• GIVEN PROBLEM: Copy every line of the entries from the line with "Could you point out the car door" to the line with "<point>679,483</point>", and shift each answer coordinate by adding 6 to both of its numbers.

(Saved data entries)
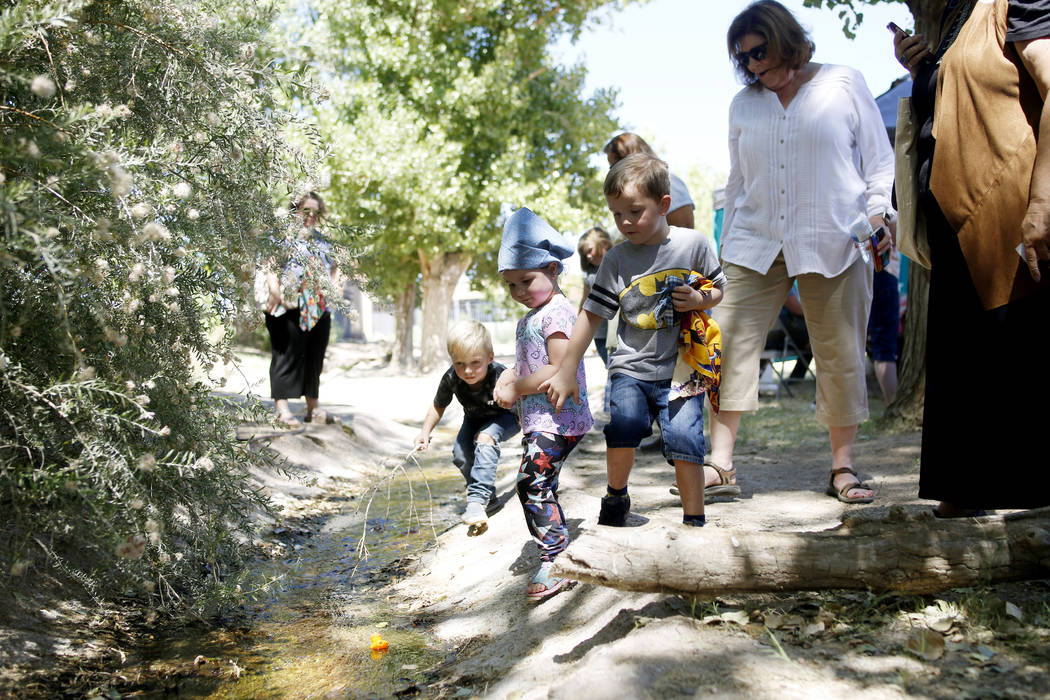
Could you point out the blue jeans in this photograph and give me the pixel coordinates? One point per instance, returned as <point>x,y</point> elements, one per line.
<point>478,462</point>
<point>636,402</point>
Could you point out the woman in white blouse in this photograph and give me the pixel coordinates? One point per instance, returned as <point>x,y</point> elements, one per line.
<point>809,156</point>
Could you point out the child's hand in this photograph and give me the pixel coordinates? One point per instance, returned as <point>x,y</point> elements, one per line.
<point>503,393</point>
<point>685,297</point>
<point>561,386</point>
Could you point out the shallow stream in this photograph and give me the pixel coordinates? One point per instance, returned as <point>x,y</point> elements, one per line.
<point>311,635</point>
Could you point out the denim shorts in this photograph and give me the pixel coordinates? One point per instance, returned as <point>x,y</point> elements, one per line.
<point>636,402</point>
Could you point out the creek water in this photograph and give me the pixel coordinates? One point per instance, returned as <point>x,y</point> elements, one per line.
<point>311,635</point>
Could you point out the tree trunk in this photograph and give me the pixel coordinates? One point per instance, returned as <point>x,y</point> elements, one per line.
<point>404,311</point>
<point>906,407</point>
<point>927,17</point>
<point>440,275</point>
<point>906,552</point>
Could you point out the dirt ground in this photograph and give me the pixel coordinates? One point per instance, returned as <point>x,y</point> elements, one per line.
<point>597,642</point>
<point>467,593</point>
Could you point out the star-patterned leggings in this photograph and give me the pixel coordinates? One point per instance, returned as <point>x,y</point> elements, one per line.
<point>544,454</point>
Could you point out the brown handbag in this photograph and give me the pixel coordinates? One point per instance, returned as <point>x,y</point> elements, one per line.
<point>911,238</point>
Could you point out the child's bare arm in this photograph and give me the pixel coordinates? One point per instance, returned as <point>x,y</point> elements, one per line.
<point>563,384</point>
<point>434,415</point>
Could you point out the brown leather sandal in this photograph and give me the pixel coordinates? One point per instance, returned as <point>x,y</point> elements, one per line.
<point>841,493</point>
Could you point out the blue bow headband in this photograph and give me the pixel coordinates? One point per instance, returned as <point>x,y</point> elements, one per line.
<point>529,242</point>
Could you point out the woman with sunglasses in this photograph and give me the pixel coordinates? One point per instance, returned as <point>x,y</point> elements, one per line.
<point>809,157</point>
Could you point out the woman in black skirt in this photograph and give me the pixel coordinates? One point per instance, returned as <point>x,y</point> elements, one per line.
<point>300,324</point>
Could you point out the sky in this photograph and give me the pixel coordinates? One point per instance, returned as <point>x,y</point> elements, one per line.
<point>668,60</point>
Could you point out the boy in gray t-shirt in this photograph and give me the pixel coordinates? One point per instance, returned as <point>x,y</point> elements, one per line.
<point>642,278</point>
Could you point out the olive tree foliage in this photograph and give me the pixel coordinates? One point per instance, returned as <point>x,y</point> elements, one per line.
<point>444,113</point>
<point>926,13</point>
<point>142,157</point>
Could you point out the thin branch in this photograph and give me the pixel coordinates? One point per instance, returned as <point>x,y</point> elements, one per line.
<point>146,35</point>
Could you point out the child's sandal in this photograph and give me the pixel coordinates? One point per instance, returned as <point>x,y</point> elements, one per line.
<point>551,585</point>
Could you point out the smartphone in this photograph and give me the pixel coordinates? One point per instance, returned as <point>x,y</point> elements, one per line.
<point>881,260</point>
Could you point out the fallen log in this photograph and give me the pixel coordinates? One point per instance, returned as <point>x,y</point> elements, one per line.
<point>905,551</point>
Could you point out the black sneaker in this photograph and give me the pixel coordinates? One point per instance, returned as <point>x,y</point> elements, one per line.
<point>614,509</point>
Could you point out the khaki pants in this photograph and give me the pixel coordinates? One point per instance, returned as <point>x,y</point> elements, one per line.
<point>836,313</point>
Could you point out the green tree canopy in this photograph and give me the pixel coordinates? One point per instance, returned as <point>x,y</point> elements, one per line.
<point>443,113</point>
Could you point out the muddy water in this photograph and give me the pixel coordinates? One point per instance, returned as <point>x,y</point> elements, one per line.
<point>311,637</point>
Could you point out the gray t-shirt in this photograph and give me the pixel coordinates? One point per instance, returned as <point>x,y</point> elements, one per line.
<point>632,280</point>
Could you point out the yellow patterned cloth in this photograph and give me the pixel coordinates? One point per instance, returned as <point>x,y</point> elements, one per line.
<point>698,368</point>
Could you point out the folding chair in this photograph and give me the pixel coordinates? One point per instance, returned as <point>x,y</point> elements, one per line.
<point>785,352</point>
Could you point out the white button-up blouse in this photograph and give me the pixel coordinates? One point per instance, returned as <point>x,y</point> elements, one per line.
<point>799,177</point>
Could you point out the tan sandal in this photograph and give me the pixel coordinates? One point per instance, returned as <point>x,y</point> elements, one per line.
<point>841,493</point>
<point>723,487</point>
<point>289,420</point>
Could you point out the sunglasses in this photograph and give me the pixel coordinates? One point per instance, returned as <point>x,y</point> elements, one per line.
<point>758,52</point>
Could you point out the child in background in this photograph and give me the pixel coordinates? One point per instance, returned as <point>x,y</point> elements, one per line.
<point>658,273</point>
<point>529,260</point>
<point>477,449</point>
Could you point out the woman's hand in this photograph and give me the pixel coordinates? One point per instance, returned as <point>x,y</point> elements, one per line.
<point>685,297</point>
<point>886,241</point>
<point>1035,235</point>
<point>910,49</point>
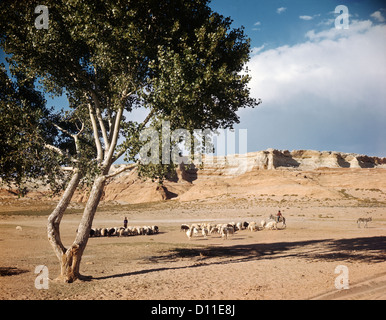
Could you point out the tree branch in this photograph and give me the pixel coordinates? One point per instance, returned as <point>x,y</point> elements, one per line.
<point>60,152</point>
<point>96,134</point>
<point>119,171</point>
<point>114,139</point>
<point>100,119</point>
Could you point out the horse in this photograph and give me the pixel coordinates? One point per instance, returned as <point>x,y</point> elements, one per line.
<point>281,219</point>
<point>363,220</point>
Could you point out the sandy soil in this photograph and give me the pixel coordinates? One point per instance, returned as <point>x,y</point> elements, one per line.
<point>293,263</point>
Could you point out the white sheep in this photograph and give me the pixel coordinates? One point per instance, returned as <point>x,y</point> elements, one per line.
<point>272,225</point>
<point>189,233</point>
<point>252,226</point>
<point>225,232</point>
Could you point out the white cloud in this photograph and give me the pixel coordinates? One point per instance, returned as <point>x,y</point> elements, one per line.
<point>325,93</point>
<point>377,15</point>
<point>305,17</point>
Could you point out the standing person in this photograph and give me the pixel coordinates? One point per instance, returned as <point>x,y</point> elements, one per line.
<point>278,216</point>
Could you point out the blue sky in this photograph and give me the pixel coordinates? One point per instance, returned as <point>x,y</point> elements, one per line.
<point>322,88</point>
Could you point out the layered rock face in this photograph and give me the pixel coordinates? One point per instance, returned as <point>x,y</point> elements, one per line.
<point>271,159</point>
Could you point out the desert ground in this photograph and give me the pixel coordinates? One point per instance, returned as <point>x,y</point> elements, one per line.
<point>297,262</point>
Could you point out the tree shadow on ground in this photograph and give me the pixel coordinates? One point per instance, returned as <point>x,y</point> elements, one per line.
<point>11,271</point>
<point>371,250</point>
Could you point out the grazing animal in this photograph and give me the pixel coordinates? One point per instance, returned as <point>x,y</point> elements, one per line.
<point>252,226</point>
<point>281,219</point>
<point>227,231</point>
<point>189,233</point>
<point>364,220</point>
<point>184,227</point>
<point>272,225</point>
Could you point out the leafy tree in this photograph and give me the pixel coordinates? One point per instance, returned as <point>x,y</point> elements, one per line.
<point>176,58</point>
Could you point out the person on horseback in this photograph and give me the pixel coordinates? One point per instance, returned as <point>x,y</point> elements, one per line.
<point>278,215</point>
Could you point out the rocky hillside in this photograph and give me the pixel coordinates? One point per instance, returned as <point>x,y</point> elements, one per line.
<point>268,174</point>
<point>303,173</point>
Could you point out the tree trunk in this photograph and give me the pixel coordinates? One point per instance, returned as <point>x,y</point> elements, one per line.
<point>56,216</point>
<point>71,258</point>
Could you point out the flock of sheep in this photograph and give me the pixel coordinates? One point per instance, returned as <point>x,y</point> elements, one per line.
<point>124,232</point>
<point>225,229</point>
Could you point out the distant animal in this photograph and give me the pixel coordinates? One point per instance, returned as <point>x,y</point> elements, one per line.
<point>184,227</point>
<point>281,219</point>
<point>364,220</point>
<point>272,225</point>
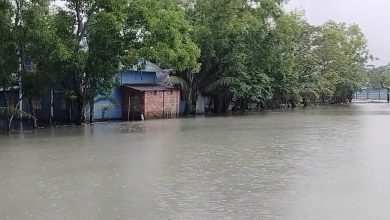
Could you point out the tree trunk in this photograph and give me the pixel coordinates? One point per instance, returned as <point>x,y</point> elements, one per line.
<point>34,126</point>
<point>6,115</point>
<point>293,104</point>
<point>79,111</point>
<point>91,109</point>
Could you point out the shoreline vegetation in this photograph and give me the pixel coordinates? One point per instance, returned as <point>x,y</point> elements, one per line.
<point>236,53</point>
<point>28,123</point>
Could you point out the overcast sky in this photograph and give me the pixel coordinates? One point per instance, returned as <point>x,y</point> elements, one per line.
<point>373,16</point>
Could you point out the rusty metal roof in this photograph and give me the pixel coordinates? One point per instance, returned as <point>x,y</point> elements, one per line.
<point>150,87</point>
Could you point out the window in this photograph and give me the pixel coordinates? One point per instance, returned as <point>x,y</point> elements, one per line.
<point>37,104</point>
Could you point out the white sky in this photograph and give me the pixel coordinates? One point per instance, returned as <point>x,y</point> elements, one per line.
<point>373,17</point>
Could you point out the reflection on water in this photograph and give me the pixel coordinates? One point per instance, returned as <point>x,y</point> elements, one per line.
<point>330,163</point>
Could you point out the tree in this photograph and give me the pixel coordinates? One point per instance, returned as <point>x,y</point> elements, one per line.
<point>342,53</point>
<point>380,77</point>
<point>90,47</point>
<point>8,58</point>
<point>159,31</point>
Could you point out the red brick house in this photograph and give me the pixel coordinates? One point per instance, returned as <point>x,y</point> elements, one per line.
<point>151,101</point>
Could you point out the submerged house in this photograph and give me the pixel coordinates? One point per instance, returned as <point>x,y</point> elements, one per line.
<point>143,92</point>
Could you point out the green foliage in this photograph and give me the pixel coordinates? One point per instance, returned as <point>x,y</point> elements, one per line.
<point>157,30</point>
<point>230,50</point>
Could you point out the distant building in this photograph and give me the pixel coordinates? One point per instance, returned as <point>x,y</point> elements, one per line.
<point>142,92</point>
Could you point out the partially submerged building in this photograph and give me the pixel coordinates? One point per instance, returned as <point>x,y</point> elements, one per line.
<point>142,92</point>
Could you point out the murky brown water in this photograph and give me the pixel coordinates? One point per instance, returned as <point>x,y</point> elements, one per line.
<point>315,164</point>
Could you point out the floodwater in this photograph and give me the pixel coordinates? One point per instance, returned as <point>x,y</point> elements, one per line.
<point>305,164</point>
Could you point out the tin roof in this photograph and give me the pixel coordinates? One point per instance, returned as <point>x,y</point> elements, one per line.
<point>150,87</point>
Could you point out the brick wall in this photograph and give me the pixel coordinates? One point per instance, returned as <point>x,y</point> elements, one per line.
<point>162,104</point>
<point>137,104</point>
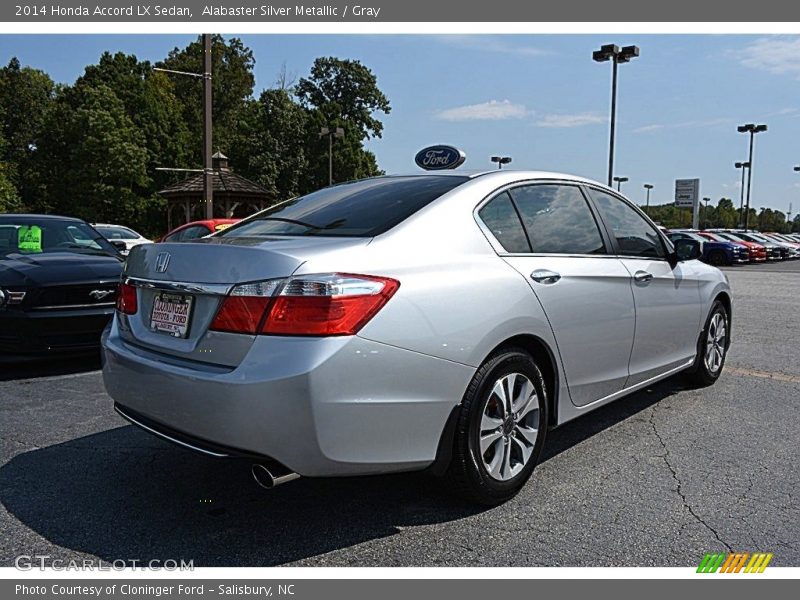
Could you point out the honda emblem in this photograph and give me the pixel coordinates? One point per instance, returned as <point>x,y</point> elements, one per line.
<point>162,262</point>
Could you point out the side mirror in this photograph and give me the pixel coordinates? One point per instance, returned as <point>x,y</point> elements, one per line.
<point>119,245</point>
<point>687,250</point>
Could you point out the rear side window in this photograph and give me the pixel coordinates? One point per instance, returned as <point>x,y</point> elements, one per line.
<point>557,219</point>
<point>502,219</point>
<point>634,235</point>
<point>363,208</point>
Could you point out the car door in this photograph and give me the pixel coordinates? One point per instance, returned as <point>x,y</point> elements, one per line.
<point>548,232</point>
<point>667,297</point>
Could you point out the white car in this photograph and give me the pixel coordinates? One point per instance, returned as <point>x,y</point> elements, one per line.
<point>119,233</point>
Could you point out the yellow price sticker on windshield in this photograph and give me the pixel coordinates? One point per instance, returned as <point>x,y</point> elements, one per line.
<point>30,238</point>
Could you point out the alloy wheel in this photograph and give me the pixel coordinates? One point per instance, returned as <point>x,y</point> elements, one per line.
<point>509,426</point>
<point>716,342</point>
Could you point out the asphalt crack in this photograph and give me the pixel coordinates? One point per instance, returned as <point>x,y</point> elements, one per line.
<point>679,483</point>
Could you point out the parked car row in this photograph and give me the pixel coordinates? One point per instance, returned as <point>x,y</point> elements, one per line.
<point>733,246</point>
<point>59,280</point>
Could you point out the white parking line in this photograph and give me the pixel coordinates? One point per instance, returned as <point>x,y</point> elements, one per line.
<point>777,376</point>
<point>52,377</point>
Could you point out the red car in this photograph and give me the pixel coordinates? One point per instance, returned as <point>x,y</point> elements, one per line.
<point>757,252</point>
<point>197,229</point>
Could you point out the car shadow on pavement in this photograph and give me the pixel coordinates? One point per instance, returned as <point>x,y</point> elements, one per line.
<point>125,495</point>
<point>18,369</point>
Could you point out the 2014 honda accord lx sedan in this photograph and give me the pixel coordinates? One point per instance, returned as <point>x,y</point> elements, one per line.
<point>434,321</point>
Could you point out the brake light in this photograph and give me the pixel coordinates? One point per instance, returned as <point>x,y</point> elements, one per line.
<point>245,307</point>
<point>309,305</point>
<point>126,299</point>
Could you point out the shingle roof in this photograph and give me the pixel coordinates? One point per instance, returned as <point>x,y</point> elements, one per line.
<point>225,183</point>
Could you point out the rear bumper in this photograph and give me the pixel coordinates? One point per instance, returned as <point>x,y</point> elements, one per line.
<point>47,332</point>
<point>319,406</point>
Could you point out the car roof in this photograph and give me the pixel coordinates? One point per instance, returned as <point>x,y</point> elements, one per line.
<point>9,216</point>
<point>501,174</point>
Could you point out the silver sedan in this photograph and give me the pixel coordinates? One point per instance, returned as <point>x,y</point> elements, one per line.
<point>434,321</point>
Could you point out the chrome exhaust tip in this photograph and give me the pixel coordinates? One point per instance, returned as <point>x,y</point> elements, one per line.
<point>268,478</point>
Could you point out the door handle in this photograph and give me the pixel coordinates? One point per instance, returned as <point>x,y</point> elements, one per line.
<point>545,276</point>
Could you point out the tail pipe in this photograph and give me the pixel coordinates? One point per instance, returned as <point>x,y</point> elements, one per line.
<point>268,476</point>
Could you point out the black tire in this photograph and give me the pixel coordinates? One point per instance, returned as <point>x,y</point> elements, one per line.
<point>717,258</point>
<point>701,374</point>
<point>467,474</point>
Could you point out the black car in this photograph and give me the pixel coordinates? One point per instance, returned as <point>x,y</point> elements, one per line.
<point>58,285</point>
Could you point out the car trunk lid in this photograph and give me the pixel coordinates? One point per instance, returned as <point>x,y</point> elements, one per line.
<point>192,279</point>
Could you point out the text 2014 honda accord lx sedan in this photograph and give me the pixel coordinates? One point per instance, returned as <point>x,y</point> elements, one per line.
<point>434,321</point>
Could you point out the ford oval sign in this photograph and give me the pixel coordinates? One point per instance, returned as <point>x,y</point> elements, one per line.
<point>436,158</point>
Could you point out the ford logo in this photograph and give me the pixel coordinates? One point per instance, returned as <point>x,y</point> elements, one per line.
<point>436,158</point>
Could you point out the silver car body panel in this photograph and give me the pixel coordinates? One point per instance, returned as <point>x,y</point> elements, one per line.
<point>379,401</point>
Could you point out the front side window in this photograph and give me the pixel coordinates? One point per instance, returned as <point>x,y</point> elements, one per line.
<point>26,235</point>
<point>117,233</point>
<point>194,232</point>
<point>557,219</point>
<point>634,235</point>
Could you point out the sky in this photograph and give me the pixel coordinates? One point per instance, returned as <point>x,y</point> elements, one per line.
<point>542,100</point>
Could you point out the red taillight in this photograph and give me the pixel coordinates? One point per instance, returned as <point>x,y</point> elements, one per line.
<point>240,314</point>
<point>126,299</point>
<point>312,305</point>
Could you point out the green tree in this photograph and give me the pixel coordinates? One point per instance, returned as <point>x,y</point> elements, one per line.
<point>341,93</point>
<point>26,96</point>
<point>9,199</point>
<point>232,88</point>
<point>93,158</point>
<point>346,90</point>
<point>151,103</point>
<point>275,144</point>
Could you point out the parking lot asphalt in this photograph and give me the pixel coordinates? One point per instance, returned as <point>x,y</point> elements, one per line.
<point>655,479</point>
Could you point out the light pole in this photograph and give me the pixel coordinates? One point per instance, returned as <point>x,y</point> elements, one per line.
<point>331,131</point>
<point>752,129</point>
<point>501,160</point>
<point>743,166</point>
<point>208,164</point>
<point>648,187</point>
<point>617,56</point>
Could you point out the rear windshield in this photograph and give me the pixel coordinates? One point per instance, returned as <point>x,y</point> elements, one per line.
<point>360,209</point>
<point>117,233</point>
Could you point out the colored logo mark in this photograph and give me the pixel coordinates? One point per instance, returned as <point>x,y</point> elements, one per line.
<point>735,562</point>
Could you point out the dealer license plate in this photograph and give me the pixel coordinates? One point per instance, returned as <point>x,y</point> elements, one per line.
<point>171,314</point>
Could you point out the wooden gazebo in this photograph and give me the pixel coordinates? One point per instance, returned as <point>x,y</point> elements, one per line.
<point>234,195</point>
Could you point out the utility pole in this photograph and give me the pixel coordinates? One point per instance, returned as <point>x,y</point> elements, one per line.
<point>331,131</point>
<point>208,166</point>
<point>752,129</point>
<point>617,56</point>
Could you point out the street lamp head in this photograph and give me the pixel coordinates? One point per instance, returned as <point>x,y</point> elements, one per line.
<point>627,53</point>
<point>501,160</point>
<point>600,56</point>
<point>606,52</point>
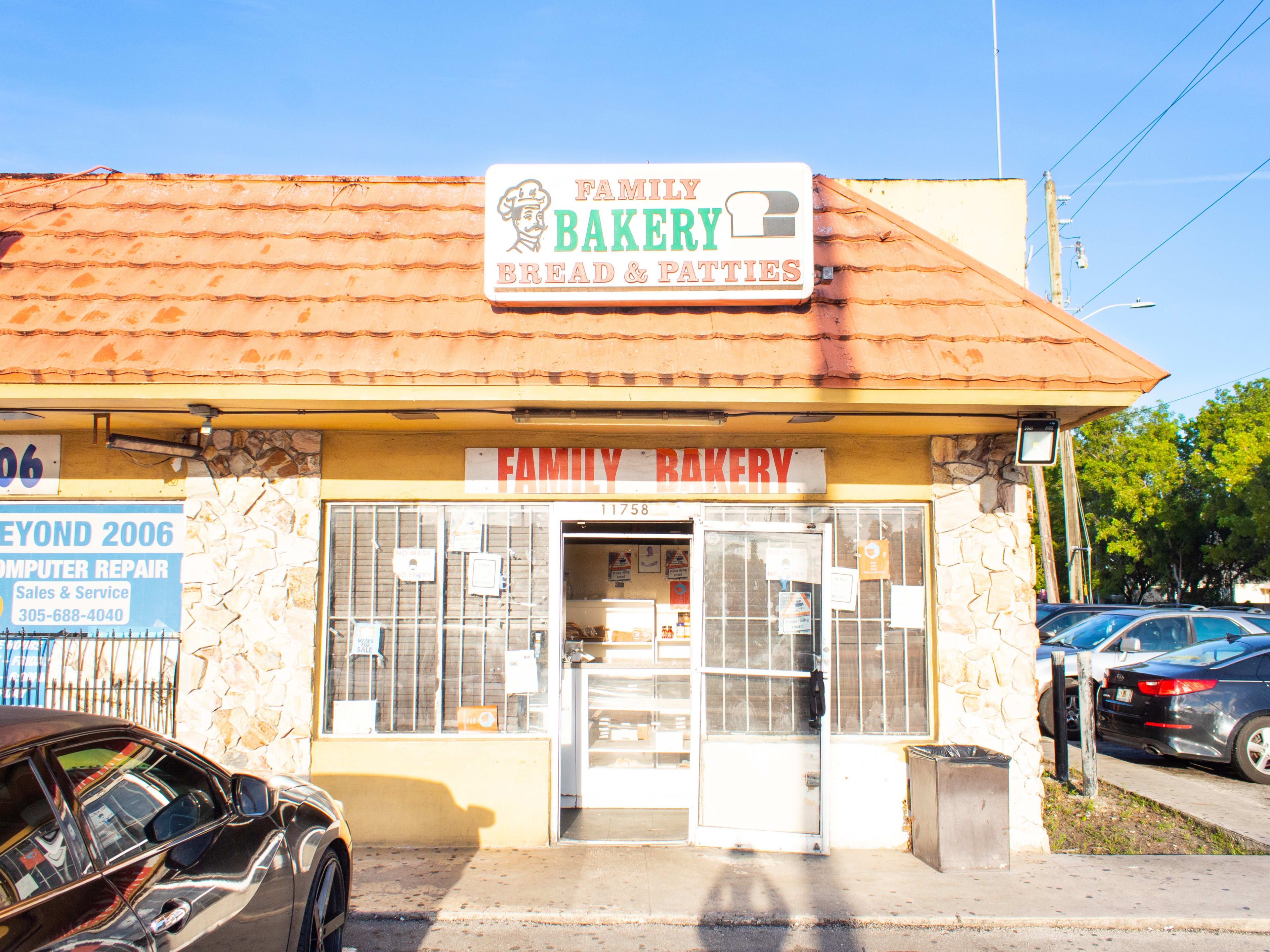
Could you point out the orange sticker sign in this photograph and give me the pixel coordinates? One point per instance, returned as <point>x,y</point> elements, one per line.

• OUTPUT BELOW:
Could you point out the car door in this photograph and give me the pixel coordinates? One point per instance, returned as <point>x,y</point> elements, one per line.
<point>554,238</point>
<point>673,303</point>
Could you point out the white car in this photograph and give me the pixel coordinates? One point per instance, returned as <point>x,y</point> elements, one per line.
<point>125,239</point>
Could you point out the yellow price sticker on windshield in this photograph and give me the pixel coordinates? One point per instance, returned as <point>x,y</point> elements, one per line.
<point>36,244</point>
Could you point out the alloy wheel in this photograph and give me the pixel coordinates? One point per instance, returned as <point>x,y</point> elements, one per line.
<point>515,432</point>
<point>722,348</point>
Could you point out the asphalt crack in this photograph and give me the pixel coordinates? One point per instance, returned as <point>x,y</point> elements, one per line.
<point>685,489</point>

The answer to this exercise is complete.